• _Prompt 1_:
In the podcast review, write out the part from "This blog is" to "and field programme.".
• _Prompt 2_:
Can you turn the paragraph of the podcast review beginning "Boo began his career" into a short list that keeps its main facts?

• _Given passage_:
*** Block opens ***
This blog is a review of the Pacey Performance Podcast Episode 212 – Boo Schexnayder
Boo began his career as a high school mathematics teacher as well as the American football and track coach. He eventually gravitated into collegiate track and field, and upon his first retirement in 2007 began Schexnayder Athletic Consulting. He recently returned to LSU as the strength coach for the track and field programme.
Boo on how being a school teacher set him up well to be in front of a group.
”Ultimately the most important coaching skill is communication. I think having an education background is a bit of an advantage in that regard.”
Boo on whether you can teach communication or it’s something that comes naturally
”I think both. I think most teachers have an aptitude and personalities that enable them to gravitate towards success in those areas, but I do think it can be developed And I think probably the single most important thing is confidence. Once you become confident in what you say, then you become comfortable in front of people. So my advice is to really learn your stuff, and the confidence that you get from that will definitely improve your ability to communicate with athletes.”
*** Block closes ***
• _Source information_:
*** Block opens ***
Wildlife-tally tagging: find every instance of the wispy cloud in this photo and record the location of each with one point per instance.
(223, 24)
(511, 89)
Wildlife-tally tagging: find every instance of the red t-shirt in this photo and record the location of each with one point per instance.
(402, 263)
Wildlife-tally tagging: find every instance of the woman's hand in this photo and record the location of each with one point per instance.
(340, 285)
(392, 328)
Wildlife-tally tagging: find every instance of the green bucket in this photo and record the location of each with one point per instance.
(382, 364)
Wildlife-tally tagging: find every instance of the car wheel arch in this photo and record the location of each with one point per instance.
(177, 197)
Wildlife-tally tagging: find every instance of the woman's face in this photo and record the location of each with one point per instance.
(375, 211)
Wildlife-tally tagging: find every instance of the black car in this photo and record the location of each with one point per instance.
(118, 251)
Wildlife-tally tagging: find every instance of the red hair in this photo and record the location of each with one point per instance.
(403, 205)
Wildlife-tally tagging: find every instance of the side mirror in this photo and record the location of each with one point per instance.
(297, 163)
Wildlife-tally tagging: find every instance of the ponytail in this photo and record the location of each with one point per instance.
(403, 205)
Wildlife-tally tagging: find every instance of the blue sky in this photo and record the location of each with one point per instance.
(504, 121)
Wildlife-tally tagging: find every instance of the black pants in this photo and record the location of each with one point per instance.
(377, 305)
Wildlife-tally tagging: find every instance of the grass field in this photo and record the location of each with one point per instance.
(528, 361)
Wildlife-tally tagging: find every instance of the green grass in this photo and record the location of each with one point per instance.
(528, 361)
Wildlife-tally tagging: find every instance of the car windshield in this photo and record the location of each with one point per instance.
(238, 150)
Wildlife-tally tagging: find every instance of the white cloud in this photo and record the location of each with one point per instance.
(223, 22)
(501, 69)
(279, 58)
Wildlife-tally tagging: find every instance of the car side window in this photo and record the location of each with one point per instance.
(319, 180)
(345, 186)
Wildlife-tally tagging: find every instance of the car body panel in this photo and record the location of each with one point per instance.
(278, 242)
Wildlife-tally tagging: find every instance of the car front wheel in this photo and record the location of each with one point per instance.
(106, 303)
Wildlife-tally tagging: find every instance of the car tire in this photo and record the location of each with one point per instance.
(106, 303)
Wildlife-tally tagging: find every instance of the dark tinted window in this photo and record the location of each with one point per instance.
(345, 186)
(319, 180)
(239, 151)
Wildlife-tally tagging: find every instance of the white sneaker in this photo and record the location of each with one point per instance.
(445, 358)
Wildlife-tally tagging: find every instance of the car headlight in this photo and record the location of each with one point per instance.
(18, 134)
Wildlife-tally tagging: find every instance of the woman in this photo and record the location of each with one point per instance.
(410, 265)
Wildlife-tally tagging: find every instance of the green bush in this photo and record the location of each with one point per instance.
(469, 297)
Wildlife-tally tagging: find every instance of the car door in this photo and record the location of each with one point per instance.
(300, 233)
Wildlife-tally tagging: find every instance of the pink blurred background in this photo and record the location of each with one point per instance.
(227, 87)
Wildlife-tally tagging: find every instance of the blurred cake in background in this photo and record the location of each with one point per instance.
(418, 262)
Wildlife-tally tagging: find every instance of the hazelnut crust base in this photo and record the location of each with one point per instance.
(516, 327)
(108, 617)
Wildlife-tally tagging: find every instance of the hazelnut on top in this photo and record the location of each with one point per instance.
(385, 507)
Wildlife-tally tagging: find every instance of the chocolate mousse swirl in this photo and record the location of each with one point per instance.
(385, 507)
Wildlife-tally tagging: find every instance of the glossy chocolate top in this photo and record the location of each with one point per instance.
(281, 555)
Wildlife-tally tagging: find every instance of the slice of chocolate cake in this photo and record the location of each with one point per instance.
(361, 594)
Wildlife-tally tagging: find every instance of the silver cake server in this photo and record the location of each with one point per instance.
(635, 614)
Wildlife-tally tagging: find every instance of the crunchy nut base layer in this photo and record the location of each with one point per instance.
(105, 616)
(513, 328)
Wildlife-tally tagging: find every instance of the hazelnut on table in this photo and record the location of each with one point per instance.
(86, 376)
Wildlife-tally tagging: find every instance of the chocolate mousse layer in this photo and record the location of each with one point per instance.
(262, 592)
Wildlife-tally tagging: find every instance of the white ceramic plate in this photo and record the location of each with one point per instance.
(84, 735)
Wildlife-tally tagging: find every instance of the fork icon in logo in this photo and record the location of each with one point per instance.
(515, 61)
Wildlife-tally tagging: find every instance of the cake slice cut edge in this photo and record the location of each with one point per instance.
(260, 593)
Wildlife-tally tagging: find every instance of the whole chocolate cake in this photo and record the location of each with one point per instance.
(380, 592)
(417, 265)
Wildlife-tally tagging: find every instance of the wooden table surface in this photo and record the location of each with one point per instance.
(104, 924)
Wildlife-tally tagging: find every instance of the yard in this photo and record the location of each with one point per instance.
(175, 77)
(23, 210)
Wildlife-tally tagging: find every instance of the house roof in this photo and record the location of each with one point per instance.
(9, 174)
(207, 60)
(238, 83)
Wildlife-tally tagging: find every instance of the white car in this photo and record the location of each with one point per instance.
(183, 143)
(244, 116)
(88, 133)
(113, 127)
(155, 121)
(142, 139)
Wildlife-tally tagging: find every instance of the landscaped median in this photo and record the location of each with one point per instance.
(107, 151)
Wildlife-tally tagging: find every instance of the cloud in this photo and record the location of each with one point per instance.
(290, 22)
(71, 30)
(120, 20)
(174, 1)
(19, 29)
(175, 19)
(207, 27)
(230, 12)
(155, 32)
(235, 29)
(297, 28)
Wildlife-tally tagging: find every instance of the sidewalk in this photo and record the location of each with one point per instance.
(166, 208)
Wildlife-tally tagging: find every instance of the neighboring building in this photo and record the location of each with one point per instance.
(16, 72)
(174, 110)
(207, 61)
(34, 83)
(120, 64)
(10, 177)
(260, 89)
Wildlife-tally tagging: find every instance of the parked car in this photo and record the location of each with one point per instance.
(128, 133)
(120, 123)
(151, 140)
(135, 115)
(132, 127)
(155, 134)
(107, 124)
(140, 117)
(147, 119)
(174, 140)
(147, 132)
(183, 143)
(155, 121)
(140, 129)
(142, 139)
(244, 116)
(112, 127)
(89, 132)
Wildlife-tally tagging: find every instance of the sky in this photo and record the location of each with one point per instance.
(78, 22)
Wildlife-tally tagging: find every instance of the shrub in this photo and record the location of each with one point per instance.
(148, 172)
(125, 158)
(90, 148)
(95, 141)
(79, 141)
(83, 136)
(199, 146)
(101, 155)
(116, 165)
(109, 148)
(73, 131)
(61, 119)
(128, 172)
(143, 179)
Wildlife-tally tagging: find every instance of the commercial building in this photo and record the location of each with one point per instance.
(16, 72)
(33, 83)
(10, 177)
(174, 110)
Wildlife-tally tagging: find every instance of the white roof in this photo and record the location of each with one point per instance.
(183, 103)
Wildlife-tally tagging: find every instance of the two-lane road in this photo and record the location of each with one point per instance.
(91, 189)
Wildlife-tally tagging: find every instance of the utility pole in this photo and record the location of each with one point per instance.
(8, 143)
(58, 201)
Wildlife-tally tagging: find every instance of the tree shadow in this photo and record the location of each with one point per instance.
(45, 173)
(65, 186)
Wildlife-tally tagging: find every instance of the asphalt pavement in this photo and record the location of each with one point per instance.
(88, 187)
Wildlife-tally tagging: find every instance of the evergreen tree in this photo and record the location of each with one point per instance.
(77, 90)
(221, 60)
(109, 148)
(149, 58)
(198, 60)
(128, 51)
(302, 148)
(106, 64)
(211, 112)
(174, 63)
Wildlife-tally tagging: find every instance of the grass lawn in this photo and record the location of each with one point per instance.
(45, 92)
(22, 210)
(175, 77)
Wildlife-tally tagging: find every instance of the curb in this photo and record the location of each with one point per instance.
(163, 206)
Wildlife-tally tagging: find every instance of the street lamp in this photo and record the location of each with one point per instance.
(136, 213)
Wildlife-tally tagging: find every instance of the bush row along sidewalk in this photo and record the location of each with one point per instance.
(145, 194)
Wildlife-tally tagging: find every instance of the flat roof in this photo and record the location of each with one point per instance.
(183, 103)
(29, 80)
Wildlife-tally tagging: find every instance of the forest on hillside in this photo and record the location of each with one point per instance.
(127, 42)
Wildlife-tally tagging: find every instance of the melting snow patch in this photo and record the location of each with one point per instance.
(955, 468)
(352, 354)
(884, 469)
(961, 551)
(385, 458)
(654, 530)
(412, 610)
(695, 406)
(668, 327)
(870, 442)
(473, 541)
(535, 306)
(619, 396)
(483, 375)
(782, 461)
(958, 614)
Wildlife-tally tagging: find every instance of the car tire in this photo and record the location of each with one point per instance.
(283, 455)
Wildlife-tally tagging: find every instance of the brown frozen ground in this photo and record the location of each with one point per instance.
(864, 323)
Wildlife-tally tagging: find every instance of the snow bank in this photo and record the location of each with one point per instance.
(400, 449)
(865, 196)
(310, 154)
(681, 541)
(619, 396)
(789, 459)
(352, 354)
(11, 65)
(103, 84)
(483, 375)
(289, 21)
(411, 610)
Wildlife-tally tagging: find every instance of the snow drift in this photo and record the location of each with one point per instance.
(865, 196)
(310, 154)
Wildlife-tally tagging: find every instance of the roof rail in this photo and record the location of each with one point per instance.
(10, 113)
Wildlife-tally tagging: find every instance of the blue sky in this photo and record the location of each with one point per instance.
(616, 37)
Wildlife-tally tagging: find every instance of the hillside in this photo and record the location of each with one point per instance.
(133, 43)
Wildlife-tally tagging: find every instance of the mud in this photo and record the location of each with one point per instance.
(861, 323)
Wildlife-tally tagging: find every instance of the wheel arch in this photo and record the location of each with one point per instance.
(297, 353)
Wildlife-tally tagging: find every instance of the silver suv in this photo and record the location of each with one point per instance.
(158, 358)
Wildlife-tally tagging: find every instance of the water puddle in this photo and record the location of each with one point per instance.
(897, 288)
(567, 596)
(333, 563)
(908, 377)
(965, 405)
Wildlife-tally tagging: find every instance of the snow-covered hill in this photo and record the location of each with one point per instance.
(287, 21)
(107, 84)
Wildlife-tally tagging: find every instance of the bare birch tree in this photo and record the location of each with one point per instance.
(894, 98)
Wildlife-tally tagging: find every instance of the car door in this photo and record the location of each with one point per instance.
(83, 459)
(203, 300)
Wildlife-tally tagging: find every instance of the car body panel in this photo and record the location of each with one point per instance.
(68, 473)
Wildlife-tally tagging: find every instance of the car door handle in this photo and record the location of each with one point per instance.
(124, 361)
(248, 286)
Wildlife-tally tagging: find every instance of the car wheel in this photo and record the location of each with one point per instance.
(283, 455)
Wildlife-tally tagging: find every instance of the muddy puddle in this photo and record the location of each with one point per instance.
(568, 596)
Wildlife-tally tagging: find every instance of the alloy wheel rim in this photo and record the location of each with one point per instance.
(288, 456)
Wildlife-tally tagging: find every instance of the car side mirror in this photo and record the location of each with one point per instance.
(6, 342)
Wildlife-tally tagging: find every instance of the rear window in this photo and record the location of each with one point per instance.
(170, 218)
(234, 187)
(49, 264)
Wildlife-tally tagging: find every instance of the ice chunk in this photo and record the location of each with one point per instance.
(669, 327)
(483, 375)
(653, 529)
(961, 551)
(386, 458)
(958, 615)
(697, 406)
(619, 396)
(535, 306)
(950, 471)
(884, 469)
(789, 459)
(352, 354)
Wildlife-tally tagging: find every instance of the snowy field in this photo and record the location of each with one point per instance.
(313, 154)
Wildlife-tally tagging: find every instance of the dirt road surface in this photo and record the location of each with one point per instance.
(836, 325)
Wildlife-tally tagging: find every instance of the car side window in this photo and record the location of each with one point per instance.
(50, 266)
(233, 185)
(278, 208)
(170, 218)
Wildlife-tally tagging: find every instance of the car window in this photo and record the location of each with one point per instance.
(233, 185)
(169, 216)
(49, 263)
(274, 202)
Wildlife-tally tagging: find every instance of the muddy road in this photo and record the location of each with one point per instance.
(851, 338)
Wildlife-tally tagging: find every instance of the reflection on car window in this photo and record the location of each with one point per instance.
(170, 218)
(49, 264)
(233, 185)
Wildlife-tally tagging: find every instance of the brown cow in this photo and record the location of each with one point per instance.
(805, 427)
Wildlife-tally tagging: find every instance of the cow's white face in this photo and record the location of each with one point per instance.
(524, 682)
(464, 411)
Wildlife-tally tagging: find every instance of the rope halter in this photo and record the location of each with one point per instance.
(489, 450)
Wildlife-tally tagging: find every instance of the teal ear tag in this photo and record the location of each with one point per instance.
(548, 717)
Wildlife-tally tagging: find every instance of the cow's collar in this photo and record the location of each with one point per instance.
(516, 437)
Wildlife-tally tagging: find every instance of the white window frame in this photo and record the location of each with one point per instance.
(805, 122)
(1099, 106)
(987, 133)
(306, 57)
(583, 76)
*** Block closes ***
• _Task solution 1_:
This blog is a review of the Pacey Performance Podcast Episode 212 – Boo Schexnayder
Boo began his career as a high school mathematics teacher as well as the American football and track coach. He eventually gravitated into collegiate track and field, and upon his first retirement in 2007 began Schexnayder Athletic Consulting. He recently returned to LSU as the strength coach for the track and field programme.

• _Task solution 2_:
- Started as a high school mathematics teacher who also coached American football and track
- Moved into collegiate track and field
- Founded Schexnayder Athletic Consulting after his first retirement in 2007
- Recently returned to LSU as strength coach for the track and field program